| What to work on |
Identify every line in the entries below that contains the string "banner", and copy each such line in full.

| Input for this task |
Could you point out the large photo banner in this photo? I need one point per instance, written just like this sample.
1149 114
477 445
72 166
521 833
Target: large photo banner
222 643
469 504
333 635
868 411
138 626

| Output for this task |
Could you point out the large photo banner in this photo? I need one point per instance, written just like this sample.
Target: large photo banner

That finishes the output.